[ПРЕДЛОЖЕННЫЙ ТЕКСТ]
15 июля 1936 г. Лев Горнунг отметил в своем дневнике: «При встрече с Анной Андреевной этим летом я заметил в ней большую перемену, не то чтобы она очень постарела, но она была сплошной комок нервов. У нее какая-то неровная походка, срывающийся, непрочный голос». Будешь нервной после 12 лет непрерывной травли и изоляции от читателя, да еще и сына уже успели к тому времени арестовать, в первый раз ненадолго. Но мать унизили и измотали.
Поэтому вполне можно понять тех, кто тушевался при одном взгляде на Ахматову: общаться с величием на равных практически невозможно. Это все равно, что беседовать с памятником.
Да, Ахматова многим внушала самый настоящий страх. Он еще более усиливался ее молчанием, оно делало ее абсолютно неприступной. Люди, впервые ее видевшие, терялись, немели, забывали не только самые элементарные вещи, но и свой родной язык. Они лишь молча с раболепным восхищением взирали на нее и слушали, если она удостаивала их репликой.

[ИСХОДНЫЕ ДАННЫЕ]
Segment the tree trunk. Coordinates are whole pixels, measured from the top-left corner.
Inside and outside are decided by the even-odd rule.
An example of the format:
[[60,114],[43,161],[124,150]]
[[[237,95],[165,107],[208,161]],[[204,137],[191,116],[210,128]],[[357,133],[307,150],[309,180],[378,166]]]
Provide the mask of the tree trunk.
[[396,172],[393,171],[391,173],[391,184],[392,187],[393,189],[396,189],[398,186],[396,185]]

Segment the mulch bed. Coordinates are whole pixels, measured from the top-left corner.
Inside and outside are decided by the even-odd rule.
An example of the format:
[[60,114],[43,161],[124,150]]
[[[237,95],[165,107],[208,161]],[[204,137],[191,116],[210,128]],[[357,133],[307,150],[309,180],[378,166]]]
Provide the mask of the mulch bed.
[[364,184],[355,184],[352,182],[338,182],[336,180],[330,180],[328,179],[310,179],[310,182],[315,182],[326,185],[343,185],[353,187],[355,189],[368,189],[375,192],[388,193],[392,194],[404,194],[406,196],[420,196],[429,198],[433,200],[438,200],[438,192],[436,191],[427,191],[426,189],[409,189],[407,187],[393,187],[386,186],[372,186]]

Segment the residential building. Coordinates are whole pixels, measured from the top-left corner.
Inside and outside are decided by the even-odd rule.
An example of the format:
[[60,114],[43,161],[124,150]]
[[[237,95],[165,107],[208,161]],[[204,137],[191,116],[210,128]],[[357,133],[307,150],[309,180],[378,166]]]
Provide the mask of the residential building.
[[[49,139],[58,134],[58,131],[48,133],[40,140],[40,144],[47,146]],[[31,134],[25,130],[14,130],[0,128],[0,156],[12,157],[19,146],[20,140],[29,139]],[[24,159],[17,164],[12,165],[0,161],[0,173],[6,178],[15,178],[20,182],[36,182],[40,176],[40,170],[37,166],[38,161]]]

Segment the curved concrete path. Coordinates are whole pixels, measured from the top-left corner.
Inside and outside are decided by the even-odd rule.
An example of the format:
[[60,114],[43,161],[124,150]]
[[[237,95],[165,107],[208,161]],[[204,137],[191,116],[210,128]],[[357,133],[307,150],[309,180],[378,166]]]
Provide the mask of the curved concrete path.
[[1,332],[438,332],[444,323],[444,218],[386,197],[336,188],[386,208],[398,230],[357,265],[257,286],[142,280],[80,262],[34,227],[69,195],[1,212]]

* * *

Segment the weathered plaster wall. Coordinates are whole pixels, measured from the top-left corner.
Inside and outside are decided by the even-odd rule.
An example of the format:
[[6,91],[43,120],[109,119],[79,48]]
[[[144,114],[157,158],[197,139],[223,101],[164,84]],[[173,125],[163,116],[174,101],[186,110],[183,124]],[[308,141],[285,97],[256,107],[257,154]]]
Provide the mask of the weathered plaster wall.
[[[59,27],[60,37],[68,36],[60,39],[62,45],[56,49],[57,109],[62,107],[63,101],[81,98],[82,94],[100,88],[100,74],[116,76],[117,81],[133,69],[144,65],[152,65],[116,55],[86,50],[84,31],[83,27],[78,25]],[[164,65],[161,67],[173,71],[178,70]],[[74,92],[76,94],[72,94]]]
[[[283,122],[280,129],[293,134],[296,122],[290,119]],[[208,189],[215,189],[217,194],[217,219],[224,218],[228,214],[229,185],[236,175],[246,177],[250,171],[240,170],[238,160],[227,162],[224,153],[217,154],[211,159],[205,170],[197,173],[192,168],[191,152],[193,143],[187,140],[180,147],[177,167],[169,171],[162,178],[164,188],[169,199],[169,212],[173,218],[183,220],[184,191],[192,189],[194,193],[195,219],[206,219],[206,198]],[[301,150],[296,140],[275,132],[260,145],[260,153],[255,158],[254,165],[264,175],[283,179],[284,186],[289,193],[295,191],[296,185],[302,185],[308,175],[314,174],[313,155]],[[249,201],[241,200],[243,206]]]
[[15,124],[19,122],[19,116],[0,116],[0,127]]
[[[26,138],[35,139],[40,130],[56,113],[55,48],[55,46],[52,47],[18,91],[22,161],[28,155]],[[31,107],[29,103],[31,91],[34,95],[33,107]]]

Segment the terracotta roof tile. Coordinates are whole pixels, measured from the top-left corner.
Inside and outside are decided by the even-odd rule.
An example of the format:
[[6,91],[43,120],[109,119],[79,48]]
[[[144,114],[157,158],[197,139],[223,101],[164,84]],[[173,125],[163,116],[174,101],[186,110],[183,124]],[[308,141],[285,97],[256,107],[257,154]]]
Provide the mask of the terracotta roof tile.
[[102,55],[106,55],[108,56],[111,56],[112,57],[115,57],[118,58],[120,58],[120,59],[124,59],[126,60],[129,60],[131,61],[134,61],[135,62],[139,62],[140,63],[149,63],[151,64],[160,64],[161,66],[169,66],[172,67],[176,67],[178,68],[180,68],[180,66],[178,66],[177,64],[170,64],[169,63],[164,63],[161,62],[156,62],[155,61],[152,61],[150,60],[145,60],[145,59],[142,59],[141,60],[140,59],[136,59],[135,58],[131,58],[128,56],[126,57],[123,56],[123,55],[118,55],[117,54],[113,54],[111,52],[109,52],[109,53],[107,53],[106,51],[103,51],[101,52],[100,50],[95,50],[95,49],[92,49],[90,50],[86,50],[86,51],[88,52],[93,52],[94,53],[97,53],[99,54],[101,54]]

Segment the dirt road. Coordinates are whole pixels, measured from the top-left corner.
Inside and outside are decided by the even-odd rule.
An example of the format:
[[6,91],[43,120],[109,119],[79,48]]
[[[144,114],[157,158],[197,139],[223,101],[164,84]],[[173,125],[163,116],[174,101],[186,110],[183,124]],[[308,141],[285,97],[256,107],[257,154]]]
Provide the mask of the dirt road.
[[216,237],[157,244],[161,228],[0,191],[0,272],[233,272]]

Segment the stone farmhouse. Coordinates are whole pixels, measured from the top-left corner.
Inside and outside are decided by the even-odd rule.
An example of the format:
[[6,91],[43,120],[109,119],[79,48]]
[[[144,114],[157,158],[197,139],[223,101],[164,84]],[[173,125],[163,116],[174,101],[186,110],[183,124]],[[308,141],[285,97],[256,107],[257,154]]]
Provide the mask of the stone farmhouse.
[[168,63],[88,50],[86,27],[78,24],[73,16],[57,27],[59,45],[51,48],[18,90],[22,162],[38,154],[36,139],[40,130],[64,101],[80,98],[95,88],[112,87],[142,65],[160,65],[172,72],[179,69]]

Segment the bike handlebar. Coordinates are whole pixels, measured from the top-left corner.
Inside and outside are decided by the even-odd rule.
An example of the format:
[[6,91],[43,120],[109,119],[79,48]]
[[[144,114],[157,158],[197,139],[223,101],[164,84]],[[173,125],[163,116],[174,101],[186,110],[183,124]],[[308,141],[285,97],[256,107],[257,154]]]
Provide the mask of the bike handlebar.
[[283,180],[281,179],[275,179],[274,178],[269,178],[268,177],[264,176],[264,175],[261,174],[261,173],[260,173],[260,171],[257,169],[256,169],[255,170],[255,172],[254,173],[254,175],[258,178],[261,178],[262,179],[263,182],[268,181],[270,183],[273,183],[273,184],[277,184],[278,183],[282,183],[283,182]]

[ЗАДАНИЯ]
- A) Какого числа Лев Горнунг сделал в дневнике запись о перемене в Ахматовой, согласно тексту об Ахматовой?
- B) Допишите текст об Ахматовой, продолжив его после последнего предложения.
Записи здесь не нужны.

[ОТВЕТЫ ПО ЗАДАНИЯМ]
- A) 15 июля 1936 года.

- B)
Любопытную поэтическую коллизию наблюдала Лидия Чуковская в 50-е годы. Ахматова уже почти ничего не писала. И крайне болезненно переживала это. Зато Пастернак именно в те годы осилил, казалось, неподъемное: роман «Доктор Живаго». Само это сочинение Ахматовой активно не нравилось. И тем не менее она стала определенно ревновать Пастернака к тому, что вокруг его имени неподдельная идеологическая суета, как будто вновь наступил 1946 г., только теперь все говорят о нем (пусть и ругаясь), а о ней стали подзабывать.
Лидия Корнеевна оставила такую запись: «[Выслушав] мой доклад [о болезни Пастернака и принимаемых мерах], Ахматова произнесла с нежданной суровостью: “Когда пишешь то, что написал Пастернак, не следует претендовать на отдельную палату в больнице ЦК партии”. Это замечание… сильно задело меня… И тут я… испытала удар памяти… В Ташкенте, заболев брюшным тифом, Анна Андреевна пришла в настоящую ярость… когда ей почудилось… будто… врач намерен отправить ее в обыкновенную больницу, и была очень довольна, когда, усилиями друзей, ее положили в тамошнюю “кремлевку”, в отдельную палату, а потом… в “крем-левский” санаторий для выздоравливающих».
Да, такой характер. Непростой. Но разве может быть простой характер у гения с затоптанной душой.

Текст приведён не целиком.